Yes, it's the intended behavior. The whole point of the
onlyIfDown flag was as a safety valve for those
who wanted to be cautious and guard against typos
and the like.

If you specify onlyIfDown=false and the node still
isn't removed from ZK, it's not right.

Best,
Erick

On Tue, Jul 19, 2016 at 10:41 PM, Jerome Yang <jey...@pivotal.io> wrote:
> What I'm doing is to simulate host crashed situation.
>
> Consider this, a host is not connected to the cluster.
>
> So, if a host crashed, I can not delete the down replicas by using
> onlyIfDown='true'.
> But in solr admin ui, it shows down for these replicas.
> And whiteout "onlyIfDown", it still show a failure:
> Delete replica failed: Attempted to remove replica :
> demo.public.tbl/shard0/core_node4 with onlyIfDown='true', but state is
> 'active'.
>
> Is this the right behavior? If a hosts gone, I can not delete replicas in
> this host?
>
> Regards,
> Jerome
>
> On Wed, Jul 20, 2016 at 1:58 AM, Justin Lee <lee.justi...@gmail.com> wrote:
>
>> Thanks for taking the time for the detailed response. I completely get what
>> you are saying. Makes sense.
>> On Tue, Jul 19, 2016 at 10:56 AM Erick Erickson <erickerick...@gmail.com>
>> wrote:
>>
>> > Justin:
>> >
>> > Well, "kill -9" just makes it harder. The original question
>> > was whether a replica being "active" was a bug, and it's
>> > not when you kill -9; the Solr node has no chance to
>> > tell Zookeeper it's going away. ZK does modify
>> > the live_nodes by itself, thus there are checks as
>> > necessary when a replica's state is referenced
>> > whether the node is also in live_nodes. And an
>> > overwhelming amount of the time this is OK, Solr
>> > recovers just fine.
>> >
>> > As far as the write locks are concerned, those are
>> > a Lucene level issue so if you kill Solr at just the
>> > wrong time it's possible that that'll be left over. The
>> > write locks are held for as short a period as possible
>> > by Lucene, but occasionally they can linger if you kill
>> > -9.
>> >
>> > When a replica comes up, if there is a write lock already, it
>> > doesn't just take over; it fails to load instead.

_EXERCISE INPUT_
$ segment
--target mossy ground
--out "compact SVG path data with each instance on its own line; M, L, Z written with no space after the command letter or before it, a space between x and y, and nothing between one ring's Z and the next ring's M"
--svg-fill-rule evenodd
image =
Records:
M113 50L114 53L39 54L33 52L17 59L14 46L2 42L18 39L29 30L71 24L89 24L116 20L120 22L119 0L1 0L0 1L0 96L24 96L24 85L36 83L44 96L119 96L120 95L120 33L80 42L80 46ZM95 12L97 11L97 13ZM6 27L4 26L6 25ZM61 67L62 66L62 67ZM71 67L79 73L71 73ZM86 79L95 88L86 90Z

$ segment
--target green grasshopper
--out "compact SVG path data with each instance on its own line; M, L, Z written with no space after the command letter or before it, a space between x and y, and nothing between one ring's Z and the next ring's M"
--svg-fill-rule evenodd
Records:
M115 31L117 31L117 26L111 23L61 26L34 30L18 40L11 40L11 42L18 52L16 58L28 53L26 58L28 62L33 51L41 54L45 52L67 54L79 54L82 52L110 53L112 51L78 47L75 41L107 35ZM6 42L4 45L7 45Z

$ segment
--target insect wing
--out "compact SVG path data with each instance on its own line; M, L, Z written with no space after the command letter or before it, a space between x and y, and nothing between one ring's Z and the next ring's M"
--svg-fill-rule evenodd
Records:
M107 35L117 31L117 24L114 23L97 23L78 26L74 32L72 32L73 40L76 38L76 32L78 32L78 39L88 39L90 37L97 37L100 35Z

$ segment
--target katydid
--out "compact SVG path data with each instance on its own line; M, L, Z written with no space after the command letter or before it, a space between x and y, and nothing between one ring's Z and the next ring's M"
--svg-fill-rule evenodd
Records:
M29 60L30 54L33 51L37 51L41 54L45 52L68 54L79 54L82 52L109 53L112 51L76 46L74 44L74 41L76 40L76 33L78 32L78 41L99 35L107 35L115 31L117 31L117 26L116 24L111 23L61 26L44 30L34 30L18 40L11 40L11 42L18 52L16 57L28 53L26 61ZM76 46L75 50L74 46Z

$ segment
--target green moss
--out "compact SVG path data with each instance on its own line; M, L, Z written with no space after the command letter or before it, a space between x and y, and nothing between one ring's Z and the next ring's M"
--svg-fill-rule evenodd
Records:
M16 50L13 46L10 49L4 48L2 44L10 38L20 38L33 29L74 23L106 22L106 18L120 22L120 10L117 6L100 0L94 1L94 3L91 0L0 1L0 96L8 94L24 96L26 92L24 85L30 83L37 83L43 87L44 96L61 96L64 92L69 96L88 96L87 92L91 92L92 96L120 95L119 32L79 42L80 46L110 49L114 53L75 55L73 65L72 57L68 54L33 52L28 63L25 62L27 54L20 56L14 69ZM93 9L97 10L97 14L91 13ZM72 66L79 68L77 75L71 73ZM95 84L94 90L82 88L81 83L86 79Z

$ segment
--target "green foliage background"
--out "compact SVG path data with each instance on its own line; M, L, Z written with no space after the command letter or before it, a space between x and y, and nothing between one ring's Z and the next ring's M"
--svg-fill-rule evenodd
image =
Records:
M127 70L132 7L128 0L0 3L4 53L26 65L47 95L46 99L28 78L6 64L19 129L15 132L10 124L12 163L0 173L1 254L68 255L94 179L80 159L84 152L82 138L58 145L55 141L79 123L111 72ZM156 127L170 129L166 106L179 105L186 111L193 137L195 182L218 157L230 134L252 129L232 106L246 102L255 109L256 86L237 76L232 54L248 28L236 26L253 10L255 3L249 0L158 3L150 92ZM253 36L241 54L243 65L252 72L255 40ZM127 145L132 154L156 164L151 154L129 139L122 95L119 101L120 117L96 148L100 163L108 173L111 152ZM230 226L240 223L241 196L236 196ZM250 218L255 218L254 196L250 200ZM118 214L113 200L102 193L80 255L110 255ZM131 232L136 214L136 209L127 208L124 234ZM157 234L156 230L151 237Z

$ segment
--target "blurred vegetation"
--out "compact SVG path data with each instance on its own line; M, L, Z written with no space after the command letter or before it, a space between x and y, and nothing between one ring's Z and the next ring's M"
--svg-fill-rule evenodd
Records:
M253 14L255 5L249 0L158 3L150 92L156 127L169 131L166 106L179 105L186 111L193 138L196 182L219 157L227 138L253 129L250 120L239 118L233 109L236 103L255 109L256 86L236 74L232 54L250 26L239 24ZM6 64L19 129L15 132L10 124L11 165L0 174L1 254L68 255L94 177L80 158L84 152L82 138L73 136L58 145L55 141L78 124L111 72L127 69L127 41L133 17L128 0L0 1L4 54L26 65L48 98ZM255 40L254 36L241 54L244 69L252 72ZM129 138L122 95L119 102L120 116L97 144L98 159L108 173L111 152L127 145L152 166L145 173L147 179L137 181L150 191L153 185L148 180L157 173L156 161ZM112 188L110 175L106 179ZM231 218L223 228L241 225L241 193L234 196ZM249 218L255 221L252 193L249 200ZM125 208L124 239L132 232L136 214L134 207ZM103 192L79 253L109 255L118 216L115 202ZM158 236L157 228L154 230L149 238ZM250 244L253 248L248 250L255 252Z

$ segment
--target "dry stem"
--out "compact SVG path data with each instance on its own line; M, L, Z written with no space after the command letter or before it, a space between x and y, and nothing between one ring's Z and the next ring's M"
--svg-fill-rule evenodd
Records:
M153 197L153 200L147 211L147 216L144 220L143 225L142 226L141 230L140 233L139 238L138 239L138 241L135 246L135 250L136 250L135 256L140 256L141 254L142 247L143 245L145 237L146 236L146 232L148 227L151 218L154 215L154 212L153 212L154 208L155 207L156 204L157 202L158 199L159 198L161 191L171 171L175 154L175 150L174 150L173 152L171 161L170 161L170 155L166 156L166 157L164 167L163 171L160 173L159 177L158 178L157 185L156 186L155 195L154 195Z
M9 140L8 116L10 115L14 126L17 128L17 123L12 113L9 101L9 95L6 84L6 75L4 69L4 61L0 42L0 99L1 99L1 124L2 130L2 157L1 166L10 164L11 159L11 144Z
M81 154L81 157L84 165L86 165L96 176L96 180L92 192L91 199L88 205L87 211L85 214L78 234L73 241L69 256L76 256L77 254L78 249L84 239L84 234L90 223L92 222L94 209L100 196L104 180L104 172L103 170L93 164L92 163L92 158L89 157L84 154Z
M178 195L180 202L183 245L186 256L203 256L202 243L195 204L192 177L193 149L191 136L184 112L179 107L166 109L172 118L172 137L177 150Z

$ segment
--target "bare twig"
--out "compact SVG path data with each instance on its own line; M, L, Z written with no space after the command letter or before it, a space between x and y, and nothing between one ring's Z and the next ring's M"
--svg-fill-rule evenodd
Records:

...

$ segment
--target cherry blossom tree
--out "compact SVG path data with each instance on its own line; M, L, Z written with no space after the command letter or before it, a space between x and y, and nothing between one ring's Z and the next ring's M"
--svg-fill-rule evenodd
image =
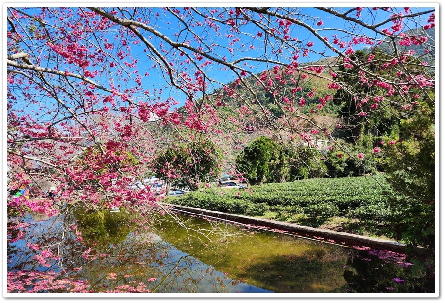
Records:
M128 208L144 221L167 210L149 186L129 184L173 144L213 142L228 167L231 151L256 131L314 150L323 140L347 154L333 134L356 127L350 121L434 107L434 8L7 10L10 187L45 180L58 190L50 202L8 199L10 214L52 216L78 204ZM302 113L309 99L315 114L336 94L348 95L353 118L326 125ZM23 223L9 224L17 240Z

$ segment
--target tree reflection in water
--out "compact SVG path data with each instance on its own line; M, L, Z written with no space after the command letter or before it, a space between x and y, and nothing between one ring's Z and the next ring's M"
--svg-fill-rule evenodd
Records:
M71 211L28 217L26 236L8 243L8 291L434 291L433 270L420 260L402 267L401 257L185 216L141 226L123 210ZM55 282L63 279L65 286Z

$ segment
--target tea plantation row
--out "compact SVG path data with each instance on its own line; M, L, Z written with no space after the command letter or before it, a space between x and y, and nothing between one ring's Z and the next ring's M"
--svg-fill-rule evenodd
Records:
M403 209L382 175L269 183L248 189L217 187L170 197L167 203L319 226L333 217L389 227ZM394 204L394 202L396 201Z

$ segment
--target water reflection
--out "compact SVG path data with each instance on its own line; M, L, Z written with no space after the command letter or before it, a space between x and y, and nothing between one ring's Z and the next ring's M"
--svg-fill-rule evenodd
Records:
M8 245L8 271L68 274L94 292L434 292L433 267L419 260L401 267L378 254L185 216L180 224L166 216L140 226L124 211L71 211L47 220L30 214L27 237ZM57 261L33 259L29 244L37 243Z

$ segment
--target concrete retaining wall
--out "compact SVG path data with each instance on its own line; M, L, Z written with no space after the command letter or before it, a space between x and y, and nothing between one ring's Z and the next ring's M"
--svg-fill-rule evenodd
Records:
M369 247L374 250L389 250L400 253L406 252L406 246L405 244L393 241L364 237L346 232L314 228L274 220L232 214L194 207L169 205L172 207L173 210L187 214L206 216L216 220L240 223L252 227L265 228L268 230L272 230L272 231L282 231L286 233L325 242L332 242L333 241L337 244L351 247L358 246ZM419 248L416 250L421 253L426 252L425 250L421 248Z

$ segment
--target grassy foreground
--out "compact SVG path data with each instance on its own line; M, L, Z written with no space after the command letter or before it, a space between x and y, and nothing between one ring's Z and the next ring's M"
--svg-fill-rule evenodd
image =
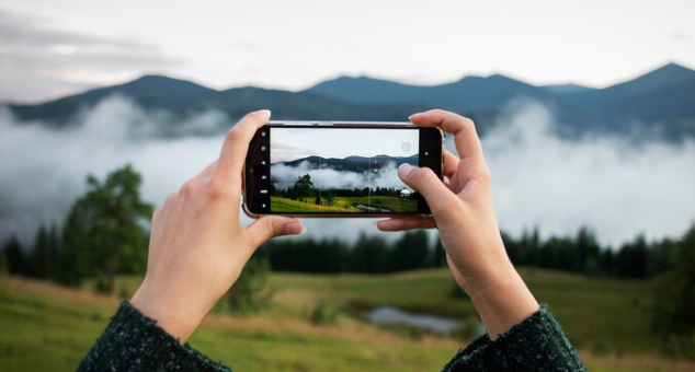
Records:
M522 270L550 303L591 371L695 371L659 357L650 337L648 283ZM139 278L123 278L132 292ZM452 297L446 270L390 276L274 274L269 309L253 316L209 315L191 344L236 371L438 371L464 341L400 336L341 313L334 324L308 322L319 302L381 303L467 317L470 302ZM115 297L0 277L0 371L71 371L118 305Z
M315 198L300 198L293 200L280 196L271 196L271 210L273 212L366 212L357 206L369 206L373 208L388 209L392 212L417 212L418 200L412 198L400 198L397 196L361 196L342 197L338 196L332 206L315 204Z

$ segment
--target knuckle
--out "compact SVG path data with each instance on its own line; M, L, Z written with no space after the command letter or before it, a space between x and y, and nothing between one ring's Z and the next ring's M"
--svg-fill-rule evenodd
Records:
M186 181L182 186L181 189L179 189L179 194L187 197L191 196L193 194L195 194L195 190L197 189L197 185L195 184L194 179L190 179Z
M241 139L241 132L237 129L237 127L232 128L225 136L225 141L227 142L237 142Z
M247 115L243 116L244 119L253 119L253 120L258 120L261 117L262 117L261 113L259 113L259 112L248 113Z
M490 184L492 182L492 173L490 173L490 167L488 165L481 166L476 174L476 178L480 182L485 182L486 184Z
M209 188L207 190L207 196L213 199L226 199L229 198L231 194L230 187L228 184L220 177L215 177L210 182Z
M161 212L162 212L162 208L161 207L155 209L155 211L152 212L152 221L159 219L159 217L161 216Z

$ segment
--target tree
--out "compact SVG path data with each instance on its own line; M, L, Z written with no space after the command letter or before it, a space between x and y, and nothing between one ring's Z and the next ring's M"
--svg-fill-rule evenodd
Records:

_REQUESTS_
**1)** Gather every line of the listing that contains the string "water", matching case exactly.
**2)** Please proceed with the forum thread about deleting Solr replicas, picking up right after its final sentence.

_ANSWERS TO THE EXERCISE_
**1)**
--target tree reflection in water
--target water reflection

**2)**
>> >
>> > A kill -9 won't bring the cluster down by itself except
>> > if there are several coincidences. Just don't make
>> > it a habit. For instance, consider if you kill -9 on
>> > two Solrs that happen to contain all of the replicas
>> > for a shard1 for collection1. And you _happen_ to
>> > kill them both at just the wrong time and they both
>> > leave Lucene write locks for those replicas. Now
>> > no replica will come up for shard1 and the collection
>> > is unusable.
>> >
>> > So the shorter form is that using "kill -9" is a poor practice
>> > that exposes you to some risk. The hard-core Solr
>> > guys work extremely had to compensate for this kind
>> > of thing, but kill -9 is a harsh, last-resort option and
>> > shouldn't be part of your regular process. And you should
>> > expect some "interesting" states when you do. And
>> > you should use the bin/solr script to stop Solr
>> > gracefully.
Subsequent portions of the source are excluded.